** BEGIN Extracted information **

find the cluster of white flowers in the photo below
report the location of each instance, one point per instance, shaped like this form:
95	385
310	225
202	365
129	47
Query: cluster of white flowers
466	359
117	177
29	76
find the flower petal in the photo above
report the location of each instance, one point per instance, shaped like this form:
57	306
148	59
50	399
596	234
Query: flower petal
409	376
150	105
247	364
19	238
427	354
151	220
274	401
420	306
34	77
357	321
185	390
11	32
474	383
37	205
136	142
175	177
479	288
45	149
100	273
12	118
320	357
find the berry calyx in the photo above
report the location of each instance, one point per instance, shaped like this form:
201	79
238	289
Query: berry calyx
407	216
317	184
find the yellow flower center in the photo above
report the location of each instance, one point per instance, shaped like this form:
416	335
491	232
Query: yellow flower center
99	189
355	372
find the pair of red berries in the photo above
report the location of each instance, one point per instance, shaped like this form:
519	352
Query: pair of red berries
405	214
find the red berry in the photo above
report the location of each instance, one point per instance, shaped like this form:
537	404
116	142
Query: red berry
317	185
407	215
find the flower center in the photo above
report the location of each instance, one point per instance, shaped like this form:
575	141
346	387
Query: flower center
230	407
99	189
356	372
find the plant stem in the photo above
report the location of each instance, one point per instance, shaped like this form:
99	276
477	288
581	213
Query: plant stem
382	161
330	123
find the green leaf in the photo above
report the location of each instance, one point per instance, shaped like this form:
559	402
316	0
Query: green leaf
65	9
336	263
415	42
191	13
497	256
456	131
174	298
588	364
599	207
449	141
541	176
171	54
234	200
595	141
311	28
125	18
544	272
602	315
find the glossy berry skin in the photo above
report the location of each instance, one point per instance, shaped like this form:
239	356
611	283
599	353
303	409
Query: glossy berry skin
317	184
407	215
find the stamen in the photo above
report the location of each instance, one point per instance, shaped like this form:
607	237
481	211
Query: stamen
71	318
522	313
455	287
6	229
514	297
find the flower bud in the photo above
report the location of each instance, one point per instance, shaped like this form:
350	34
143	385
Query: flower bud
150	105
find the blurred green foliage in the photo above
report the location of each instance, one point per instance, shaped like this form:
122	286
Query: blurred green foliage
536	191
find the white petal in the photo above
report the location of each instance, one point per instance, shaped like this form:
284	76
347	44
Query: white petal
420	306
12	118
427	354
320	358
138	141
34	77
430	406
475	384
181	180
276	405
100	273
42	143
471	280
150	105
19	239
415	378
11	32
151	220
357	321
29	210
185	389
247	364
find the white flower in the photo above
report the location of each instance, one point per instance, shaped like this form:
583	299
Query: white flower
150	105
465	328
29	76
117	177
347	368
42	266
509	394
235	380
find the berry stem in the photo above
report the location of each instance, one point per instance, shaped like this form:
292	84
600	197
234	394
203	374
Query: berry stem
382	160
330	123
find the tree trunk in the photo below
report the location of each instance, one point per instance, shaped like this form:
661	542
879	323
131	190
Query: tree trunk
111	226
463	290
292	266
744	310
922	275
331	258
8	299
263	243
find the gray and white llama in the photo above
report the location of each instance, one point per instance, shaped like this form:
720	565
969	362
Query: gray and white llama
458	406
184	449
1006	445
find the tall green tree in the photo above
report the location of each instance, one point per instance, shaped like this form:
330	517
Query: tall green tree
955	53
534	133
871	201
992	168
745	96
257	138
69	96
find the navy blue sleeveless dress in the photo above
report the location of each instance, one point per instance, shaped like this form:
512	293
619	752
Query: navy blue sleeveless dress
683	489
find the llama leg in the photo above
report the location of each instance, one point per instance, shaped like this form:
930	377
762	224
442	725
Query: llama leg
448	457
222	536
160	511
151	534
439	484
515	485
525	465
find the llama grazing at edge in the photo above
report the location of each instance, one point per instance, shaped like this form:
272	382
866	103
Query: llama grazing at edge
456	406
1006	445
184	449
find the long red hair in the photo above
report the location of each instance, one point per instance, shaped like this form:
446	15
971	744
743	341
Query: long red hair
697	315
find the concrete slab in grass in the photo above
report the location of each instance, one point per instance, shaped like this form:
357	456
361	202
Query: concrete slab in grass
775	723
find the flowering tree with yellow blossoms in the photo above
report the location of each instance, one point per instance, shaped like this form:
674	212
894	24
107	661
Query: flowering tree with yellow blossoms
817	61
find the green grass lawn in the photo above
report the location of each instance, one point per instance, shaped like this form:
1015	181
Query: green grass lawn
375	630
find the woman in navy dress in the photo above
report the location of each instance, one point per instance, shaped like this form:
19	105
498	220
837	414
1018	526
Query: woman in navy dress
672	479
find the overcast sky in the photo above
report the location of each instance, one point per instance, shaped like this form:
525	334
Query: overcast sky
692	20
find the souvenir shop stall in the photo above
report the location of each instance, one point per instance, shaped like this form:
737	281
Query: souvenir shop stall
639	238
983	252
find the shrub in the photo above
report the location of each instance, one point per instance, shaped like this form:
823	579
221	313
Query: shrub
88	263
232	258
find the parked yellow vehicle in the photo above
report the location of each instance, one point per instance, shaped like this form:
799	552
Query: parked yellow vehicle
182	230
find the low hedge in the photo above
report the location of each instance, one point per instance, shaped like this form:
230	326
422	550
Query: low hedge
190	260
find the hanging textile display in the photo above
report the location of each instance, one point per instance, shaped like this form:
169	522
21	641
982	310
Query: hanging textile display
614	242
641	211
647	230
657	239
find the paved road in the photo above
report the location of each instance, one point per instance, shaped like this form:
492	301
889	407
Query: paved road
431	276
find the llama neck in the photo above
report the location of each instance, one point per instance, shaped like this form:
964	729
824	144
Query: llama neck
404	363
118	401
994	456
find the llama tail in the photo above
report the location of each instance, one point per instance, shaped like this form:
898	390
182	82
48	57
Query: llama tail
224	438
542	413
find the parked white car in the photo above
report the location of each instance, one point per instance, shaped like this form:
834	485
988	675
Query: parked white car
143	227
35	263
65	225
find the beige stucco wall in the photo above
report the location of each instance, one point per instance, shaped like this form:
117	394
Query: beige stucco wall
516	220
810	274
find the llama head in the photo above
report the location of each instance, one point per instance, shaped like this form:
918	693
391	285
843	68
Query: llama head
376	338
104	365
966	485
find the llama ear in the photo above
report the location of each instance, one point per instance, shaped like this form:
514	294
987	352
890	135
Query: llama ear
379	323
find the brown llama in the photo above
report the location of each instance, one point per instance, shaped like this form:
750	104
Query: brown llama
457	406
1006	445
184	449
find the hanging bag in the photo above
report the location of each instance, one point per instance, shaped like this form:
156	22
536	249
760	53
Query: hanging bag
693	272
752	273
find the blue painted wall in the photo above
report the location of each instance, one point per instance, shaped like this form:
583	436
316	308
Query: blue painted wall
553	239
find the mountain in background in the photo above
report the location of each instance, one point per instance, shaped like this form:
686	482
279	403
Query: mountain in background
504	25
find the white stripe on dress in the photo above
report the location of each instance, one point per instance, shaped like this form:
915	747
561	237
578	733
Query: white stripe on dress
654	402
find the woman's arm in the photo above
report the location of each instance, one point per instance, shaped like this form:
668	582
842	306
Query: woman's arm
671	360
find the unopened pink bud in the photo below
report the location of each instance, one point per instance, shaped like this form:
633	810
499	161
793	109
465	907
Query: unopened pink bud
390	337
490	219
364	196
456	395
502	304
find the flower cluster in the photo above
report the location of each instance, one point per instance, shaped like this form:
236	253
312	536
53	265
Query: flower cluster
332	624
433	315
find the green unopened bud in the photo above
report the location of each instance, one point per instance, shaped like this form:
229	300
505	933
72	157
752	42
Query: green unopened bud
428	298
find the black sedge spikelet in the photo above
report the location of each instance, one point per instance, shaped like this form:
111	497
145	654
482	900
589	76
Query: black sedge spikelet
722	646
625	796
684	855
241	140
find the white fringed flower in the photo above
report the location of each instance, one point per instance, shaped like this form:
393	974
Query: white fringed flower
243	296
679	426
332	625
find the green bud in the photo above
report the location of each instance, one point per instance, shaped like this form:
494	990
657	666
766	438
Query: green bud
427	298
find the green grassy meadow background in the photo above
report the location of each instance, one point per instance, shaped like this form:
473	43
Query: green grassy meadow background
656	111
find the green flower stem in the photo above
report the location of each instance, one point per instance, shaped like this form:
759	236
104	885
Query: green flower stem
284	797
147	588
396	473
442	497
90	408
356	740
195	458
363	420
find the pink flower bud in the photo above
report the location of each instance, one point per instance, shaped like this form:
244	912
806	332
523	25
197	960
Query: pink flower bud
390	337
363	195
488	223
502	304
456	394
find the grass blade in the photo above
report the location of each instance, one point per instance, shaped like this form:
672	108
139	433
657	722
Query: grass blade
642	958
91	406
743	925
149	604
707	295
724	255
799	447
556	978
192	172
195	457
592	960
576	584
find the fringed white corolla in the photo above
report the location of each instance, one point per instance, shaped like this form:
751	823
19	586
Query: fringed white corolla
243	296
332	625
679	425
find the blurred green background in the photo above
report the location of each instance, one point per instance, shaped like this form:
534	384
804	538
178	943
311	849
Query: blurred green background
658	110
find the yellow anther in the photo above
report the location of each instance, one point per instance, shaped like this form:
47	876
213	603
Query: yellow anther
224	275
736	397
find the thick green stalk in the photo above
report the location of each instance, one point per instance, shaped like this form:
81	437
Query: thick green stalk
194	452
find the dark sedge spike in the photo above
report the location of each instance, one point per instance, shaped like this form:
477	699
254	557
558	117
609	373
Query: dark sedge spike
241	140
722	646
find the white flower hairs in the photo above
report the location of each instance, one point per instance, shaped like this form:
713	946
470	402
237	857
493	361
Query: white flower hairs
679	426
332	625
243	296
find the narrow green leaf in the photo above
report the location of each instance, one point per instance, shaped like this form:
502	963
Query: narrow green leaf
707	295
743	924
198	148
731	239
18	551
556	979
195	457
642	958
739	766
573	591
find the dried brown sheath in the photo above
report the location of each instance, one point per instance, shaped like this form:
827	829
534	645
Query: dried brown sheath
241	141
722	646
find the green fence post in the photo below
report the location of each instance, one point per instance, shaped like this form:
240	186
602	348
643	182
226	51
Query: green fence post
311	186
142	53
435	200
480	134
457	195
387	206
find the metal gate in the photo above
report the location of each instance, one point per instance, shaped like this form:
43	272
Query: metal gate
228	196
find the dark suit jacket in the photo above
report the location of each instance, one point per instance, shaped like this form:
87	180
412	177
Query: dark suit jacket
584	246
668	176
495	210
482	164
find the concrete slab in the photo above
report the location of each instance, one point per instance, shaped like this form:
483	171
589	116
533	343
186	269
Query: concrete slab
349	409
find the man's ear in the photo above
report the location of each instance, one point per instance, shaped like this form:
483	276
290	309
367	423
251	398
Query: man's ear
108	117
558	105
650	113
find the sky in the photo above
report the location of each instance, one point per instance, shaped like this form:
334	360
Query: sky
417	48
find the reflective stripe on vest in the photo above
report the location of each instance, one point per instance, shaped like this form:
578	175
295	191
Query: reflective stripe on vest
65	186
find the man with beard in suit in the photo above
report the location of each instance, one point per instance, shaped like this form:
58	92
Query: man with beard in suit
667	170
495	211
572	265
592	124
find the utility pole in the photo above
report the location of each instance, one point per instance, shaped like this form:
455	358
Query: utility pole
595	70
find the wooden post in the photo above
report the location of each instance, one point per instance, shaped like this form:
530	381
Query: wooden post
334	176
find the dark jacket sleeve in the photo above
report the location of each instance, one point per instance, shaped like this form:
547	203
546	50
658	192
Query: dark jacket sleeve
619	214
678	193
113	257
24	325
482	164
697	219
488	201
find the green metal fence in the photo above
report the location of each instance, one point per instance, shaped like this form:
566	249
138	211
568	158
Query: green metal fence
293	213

** END Extracted information **

• Work required: Lay out everything from the line containing "find the dark suit jacket in the photo above" down to the end of the records above as a Markdown table with the columns Row and Record line. Give one numbered row per line and skip blank lines.

• Written solution:
| Row | Record line |
|---|---|
| 1 | find the dark suit jacket in the photo above |
| 2 | report the location of each instance, one point per instance, shaped like this form: |
| 3 | 87	180 |
| 4 | 412	177 |
| 5 | Query: dark suit jacket |
| 6 | 584	246 |
| 7 | 668	176 |
| 8 | 495	210 |
| 9 | 482	164 |
| 10 | find the concrete slab in the photo above |
| 11 | report the location of each instance, one point per instance, shaped like this form: |
| 12 | 483	171 |
| 13 | 589	116 |
| 14 | 533	343 |
| 15 | 186	269 |
| 16 | Query: concrete slab |
| 17 | 349	409 |
| 18 | find the man's ear in the photo above |
| 19 | report the location of each instance, one point per instance, shaped like this form: |
| 20 | 483	276 |
| 21 | 290	309 |
| 22 | 367	423 |
| 23 | 251	398 |
| 24 | Query: man's ear |
| 25 | 108	117 |
| 26 | 558	105 |
| 27 | 650	113 |
| 28 | find the sky in the photo above |
| 29 | report the location of each instance, one point per instance, shaped like this form: |
| 30 | 334	360 |
| 31 | Query: sky |
| 32 | 417	48 |
| 33 | find the reflective stripe on vest in the photo above |
| 34 | report the location of each instance, one point per instance, shaped like this form: |
| 35 | 578	175 |
| 36 | 295	191 |
| 37 | Query: reflective stripe on vest |
| 38 | 65	186 |
| 39 | find the man with beard in suit in the photo above |
| 40 | report the location of each instance, one point per instance, shaped like this form: |
| 41 | 58	92 |
| 42 | Query: man with beard in suit |
| 43 | 667	170 |
| 44 | 495	211 |
| 45 | 572	265 |
| 46 | 592	124 |
| 47 | find the utility pole in the photo above |
| 48 | report the location of each instance, one point per instance, shaped like this form: |
| 49 | 455	358 |
| 50 | Query: utility pole |
| 51 | 595	70 |
| 52 | find the wooden post in the photo above |
| 53 | report the location of each instance, one point per instance, shaped like this form: |
| 54 | 530	381 |
| 55 | Query: wooden post |
| 56 | 334	176 |
| 57 | find the dark jacket sleeve in the photo above |
| 58 | report the location of each instance, one point per instance, shaped like this form: |
| 59 | 547	203 |
| 60 | 546	50 |
| 61 | 658	192 |
| 62 | Query: dark jacket sleeve |
| 63 | 619	214 |
| 64 | 678	193 |
| 65 | 113	257 |
| 66 | 24	325 |
| 67 | 482	164 |
| 68 | 697	219 |
| 69 | 488	201 |
| 70 | find the green metal fence in the photo above |
| 71 | report the location of each instance, one point per instance, shaped like this form: |
| 72 | 566	249 |
| 73 | 138	211 |
| 74 | 568	158 |
| 75 | Query: green metal fence |
| 76 | 293	213 |